Task requirements: Copy each line of the listing below exactly.

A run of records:
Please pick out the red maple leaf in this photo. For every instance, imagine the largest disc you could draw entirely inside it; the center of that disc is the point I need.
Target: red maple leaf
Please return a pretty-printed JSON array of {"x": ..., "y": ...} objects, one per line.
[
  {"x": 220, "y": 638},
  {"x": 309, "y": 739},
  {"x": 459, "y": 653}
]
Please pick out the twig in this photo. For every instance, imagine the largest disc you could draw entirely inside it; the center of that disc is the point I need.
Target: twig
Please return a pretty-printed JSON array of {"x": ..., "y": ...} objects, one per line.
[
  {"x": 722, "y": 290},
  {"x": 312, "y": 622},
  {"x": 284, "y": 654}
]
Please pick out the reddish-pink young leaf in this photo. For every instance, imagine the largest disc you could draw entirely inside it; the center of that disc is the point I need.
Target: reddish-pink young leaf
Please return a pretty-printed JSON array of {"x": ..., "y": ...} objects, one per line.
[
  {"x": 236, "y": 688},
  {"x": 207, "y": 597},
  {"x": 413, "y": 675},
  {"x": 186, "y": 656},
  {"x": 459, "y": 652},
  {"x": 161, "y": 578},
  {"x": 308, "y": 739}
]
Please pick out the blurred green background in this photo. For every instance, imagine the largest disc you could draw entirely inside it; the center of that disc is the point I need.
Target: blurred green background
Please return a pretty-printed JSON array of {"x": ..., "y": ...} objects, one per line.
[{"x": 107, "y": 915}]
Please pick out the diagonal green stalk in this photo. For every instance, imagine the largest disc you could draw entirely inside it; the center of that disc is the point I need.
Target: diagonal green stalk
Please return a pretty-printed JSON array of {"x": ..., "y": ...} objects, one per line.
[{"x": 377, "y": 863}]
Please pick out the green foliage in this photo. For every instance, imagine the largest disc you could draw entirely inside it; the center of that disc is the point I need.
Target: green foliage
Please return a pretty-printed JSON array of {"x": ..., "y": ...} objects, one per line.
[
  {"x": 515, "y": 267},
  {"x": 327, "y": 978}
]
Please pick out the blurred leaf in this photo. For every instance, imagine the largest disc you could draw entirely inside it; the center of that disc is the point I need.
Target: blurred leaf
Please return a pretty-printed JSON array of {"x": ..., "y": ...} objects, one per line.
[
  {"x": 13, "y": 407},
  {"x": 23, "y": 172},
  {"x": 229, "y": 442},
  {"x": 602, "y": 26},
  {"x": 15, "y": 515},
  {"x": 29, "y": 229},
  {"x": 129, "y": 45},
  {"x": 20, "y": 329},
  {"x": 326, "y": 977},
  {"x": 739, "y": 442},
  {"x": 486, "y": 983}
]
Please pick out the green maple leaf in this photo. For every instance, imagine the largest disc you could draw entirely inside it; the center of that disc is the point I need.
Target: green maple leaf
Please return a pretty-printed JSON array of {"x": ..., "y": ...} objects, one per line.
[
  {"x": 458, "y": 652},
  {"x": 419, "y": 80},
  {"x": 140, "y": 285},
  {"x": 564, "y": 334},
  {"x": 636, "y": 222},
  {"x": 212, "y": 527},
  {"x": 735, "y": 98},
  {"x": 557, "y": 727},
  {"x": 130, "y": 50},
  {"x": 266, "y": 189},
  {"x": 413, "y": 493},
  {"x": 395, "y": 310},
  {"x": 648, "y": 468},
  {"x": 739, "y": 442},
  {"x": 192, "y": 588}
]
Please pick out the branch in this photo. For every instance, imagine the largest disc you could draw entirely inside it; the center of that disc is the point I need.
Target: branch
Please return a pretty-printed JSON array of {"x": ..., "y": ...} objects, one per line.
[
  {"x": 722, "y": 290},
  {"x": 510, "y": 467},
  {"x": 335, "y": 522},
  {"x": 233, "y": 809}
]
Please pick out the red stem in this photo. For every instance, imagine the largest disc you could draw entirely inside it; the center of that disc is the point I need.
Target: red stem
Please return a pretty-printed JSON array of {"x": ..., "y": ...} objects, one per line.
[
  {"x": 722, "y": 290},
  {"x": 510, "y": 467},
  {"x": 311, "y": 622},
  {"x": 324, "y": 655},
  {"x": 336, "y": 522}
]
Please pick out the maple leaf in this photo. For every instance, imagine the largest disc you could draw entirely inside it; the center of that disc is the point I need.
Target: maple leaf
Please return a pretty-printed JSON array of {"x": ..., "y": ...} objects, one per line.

Exercise output:
Please pick out the red maple leaf in this photo. For every instance, imagine the largest disc you could draw entirely inside it; the center of that disc is the point I need.
Target: red maple leaf
Please return a pretty-printed JSON array of {"x": ..., "y": ...} objects, one per line.
[
  {"x": 220, "y": 638},
  {"x": 309, "y": 739},
  {"x": 459, "y": 653}
]
Please pick out the twig in this photo. For every instance, imagine the largest disc you could draw entirely inside it; the center of that disc is the point I need.
Target: twig
Please return a pretty-printed JSON array of {"x": ..., "y": ...} objects, one per line.
[
  {"x": 722, "y": 290},
  {"x": 312, "y": 622},
  {"x": 284, "y": 654}
]
Please pick out the reddish-pink young leaf in this photo. For every instance, imagine the largest disc you could draw entirely inside it; the center of that disc is the point I need.
Target: reddish-pink young leaf
Please return a pretty-printed JSON array of {"x": ..., "y": ...} objects, one per line.
[
  {"x": 236, "y": 688},
  {"x": 207, "y": 597},
  {"x": 413, "y": 675},
  {"x": 186, "y": 656},
  {"x": 459, "y": 652},
  {"x": 161, "y": 578},
  {"x": 308, "y": 739}
]
Please pick out the blurred green background in this photo. For every instance, imagine the largest disc you could draw entirely inside it; the center of that disc is the point I need.
Target: blurred green background
Please return a pretty-printed JSON array of {"x": ..., "y": ...} objects, one per line.
[{"x": 107, "y": 915}]
Please pick out the diagonal green stalk in this photo. For every instance, imagine the largest disc you could draw entirely inside it; the center of that disc is the point I need.
Target: diagonal green stalk
Please return a pretty-printed JSON array of {"x": ..., "y": ...} objects, one per line.
[{"x": 377, "y": 863}]
Please pick out the green foliage in this photo. For every instance, imagine the largest disc you could draw entirely inside it; the center of that disc is the point I need.
Target: green foliage
Please return a pretty-printed JSON array of {"x": ..., "y": ...} objects, one per line.
[
  {"x": 515, "y": 267},
  {"x": 327, "y": 978}
]
Please pick out the blurred leaf in this photo. For every instance, imagine the largest disc you could draw entirely inside it; the center of that disc is the point I need.
Target: blurred leaf
Please return a pretty-printed JSON array of {"x": ..., "y": ...} objects, one per line.
[
  {"x": 13, "y": 407},
  {"x": 23, "y": 172},
  {"x": 229, "y": 442},
  {"x": 602, "y": 26},
  {"x": 15, "y": 515},
  {"x": 29, "y": 229},
  {"x": 129, "y": 45},
  {"x": 20, "y": 329},
  {"x": 326, "y": 977},
  {"x": 739, "y": 442},
  {"x": 486, "y": 983}
]
Please pick out the green maple leaf in this photo. For every instance, imagine the largest disc you could draw entirely inside it; the center of that disc is the point I need.
Target: green maple leaf
Please return a pretty-printed JSON array of {"x": ..., "y": ...} objects, one per line.
[
  {"x": 458, "y": 652},
  {"x": 419, "y": 80},
  {"x": 140, "y": 285},
  {"x": 564, "y": 334},
  {"x": 636, "y": 222},
  {"x": 212, "y": 527},
  {"x": 735, "y": 98},
  {"x": 557, "y": 727},
  {"x": 130, "y": 50},
  {"x": 266, "y": 189},
  {"x": 413, "y": 493},
  {"x": 395, "y": 310},
  {"x": 648, "y": 468},
  {"x": 739, "y": 442},
  {"x": 192, "y": 588}
]
Please pick out the branch in this photo. For every instance, imagine the largest disc you could draw entirely inside it; the center of that disc is the point I need.
Target: branch
Please return a pretty-printed JSON array of {"x": ..., "y": ...} objects, one per line.
[
  {"x": 722, "y": 290},
  {"x": 510, "y": 467},
  {"x": 335, "y": 522},
  {"x": 233, "y": 809}
]
Please pick out the red stem in this photo. For every instance, imagine the largest disc you could draw entirely inside it; the center of that disc is the point I need.
Target: red stem
Please return a pretty-printed JSON array of {"x": ..., "y": ...} objects, one per line.
[
  {"x": 722, "y": 290},
  {"x": 510, "y": 467},
  {"x": 311, "y": 622},
  {"x": 324, "y": 655},
  {"x": 336, "y": 522}
]
Please pick out the maple leaf in this photo. For every instance, imagine the largest disc you could draw entirely inside it; the center of that disc is the point I need.
Target: maple leaf
Please return a pretty-printed JSON array of {"x": ..., "y": ...} objects, one per line.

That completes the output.